Objective
Give only the number of lines in the labeled area outline entries that contain the string "player".

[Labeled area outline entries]
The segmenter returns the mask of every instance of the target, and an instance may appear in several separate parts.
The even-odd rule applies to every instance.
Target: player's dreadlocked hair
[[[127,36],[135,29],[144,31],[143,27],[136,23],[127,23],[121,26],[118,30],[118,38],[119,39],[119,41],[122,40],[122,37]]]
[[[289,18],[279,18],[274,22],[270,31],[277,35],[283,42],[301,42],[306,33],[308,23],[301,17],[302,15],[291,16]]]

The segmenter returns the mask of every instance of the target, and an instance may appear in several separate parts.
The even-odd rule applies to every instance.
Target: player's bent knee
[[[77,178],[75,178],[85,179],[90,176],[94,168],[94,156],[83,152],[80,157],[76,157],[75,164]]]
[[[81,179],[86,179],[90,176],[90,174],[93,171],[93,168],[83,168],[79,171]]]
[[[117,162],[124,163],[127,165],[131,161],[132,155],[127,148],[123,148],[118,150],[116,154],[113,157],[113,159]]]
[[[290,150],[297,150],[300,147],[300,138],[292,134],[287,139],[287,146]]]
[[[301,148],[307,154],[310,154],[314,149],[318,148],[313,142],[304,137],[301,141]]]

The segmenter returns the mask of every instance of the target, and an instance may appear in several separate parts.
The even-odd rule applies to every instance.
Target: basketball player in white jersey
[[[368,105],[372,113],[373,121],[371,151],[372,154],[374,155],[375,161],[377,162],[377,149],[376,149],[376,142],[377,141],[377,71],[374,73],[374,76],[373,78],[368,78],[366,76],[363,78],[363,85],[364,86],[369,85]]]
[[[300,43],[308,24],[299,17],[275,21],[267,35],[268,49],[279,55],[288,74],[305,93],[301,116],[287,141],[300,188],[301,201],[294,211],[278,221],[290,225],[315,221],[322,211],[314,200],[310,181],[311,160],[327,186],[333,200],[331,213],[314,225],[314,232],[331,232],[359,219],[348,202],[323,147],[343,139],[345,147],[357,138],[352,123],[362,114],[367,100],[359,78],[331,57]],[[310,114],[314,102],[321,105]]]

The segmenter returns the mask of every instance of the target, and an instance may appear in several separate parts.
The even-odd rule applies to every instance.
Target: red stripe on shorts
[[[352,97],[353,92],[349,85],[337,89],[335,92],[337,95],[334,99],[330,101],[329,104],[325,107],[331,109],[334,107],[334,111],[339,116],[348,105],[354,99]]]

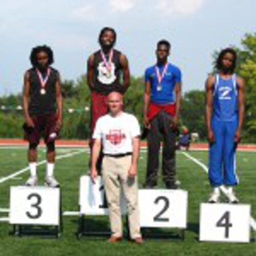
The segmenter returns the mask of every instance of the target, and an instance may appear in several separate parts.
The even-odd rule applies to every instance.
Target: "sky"
[[[202,90],[215,50],[241,47],[256,32],[255,0],[0,0],[0,95],[20,93],[32,48],[53,49],[62,80],[86,72],[104,27],[141,76],[156,62],[156,43],[172,44],[169,62],[182,72],[183,92]],[[143,86],[143,84],[141,84]]]

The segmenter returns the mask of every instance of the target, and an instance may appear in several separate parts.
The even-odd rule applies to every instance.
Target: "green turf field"
[[[70,154],[56,161],[56,177],[60,181],[62,192],[62,208],[65,211],[78,210],[79,177],[88,170],[89,155],[84,151],[76,148],[58,148],[58,156]],[[78,154],[72,155],[72,153]],[[207,165],[207,153],[189,152],[188,154]],[[0,148],[0,180],[27,166],[26,150]],[[38,160],[45,159],[45,152],[40,149]],[[138,172],[140,186],[144,180],[146,154],[141,153]],[[237,154],[238,174],[241,184],[236,189],[241,202],[251,204],[251,212],[256,218],[256,153],[240,152]],[[76,232],[78,217],[63,217],[64,231],[59,239],[37,237],[13,237],[9,234],[12,227],[5,222],[0,222],[0,255],[256,255],[256,242],[248,244],[199,242],[199,205],[207,200],[210,188],[207,175],[202,167],[182,153],[177,154],[177,178],[182,189],[188,191],[188,227],[184,241],[177,240],[145,240],[138,246],[123,241],[118,244],[110,244],[104,238],[77,240]],[[38,167],[39,178],[42,183],[45,164]],[[0,208],[9,207],[9,187],[23,184],[28,177],[25,172],[13,179],[0,183]],[[159,186],[162,183],[159,179]],[[0,212],[0,217],[6,215]],[[93,220],[97,219],[93,218]],[[108,226],[107,217],[101,217],[99,222]],[[103,221],[103,223],[102,223]],[[256,236],[256,233],[254,234]]]

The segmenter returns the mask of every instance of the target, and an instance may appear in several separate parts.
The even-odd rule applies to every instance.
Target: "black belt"
[[[111,154],[104,154],[104,156],[105,156],[106,157],[114,157],[115,158],[119,158],[119,157],[123,157],[126,156],[131,156],[132,154],[132,152],[127,152],[126,153],[122,154],[117,154],[115,155],[112,155]]]

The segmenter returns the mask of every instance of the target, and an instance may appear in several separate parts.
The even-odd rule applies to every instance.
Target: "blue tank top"
[[[215,76],[212,118],[228,121],[238,118],[238,92],[236,75],[224,80]]]

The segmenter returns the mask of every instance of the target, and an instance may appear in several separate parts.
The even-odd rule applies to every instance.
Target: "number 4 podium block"
[[[10,223],[14,225],[14,234],[25,233],[25,226],[53,226],[55,236],[59,237],[62,229],[61,214],[59,188],[11,187]]]
[[[248,243],[250,205],[202,203],[200,240]]]

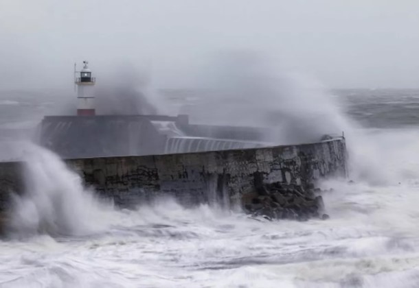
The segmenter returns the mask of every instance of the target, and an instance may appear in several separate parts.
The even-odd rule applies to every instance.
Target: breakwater
[[[288,205],[297,198],[300,202],[313,198],[310,189],[316,180],[346,173],[343,138],[296,145],[65,162],[101,197],[125,207],[166,195],[185,206],[217,202],[233,207],[244,204],[243,197],[249,199],[249,195],[253,202],[255,198],[262,202],[258,195],[266,198],[267,191],[276,194],[271,199],[278,200],[269,203],[282,201],[278,193],[283,192]],[[24,193],[23,167],[24,163],[0,163],[0,210],[7,210],[12,193]]]

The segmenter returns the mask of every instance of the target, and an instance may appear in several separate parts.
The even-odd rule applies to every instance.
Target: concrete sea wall
[[[170,195],[185,205],[240,204],[256,182],[306,187],[346,173],[345,139],[298,145],[200,153],[69,159],[69,167],[102,197],[129,206]],[[0,163],[0,210],[21,193],[21,163]],[[257,179],[256,179],[257,178]]]

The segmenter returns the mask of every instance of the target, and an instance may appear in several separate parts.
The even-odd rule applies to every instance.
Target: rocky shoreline
[[[310,218],[326,219],[321,191],[308,184],[285,184],[279,182],[263,183],[262,175],[256,174],[254,191],[243,194],[245,211],[252,216],[262,216],[269,220],[293,219],[307,221]]]

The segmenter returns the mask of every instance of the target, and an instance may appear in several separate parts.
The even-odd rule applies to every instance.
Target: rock
[[[318,210],[323,211],[324,210],[324,203],[321,196],[317,196],[315,198],[315,204],[317,206]]]
[[[252,211],[256,211],[260,210],[260,209],[263,208],[263,205],[262,204],[262,203],[252,204],[250,206],[251,206],[250,210]]]
[[[301,206],[304,204],[304,200],[302,197],[295,197],[293,203],[294,205]]]
[[[262,200],[258,197],[253,198],[251,200],[252,204],[261,204],[261,203],[262,203]]]
[[[322,220],[326,220],[326,219],[328,219],[329,218],[330,218],[330,217],[328,215],[327,215],[327,214],[323,214],[321,215],[321,219]]]
[[[284,206],[286,204],[286,199],[280,193],[273,195],[272,200],[281,206]]]

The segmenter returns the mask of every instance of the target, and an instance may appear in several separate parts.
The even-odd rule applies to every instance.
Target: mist
[[[250,49],[332,88],[418,87],[419,3],[356,0],[3,0],[2,89],[72,88],[75,61],[147,66],[185,88],[212,53]]]

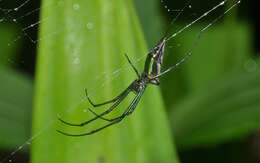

Reply
3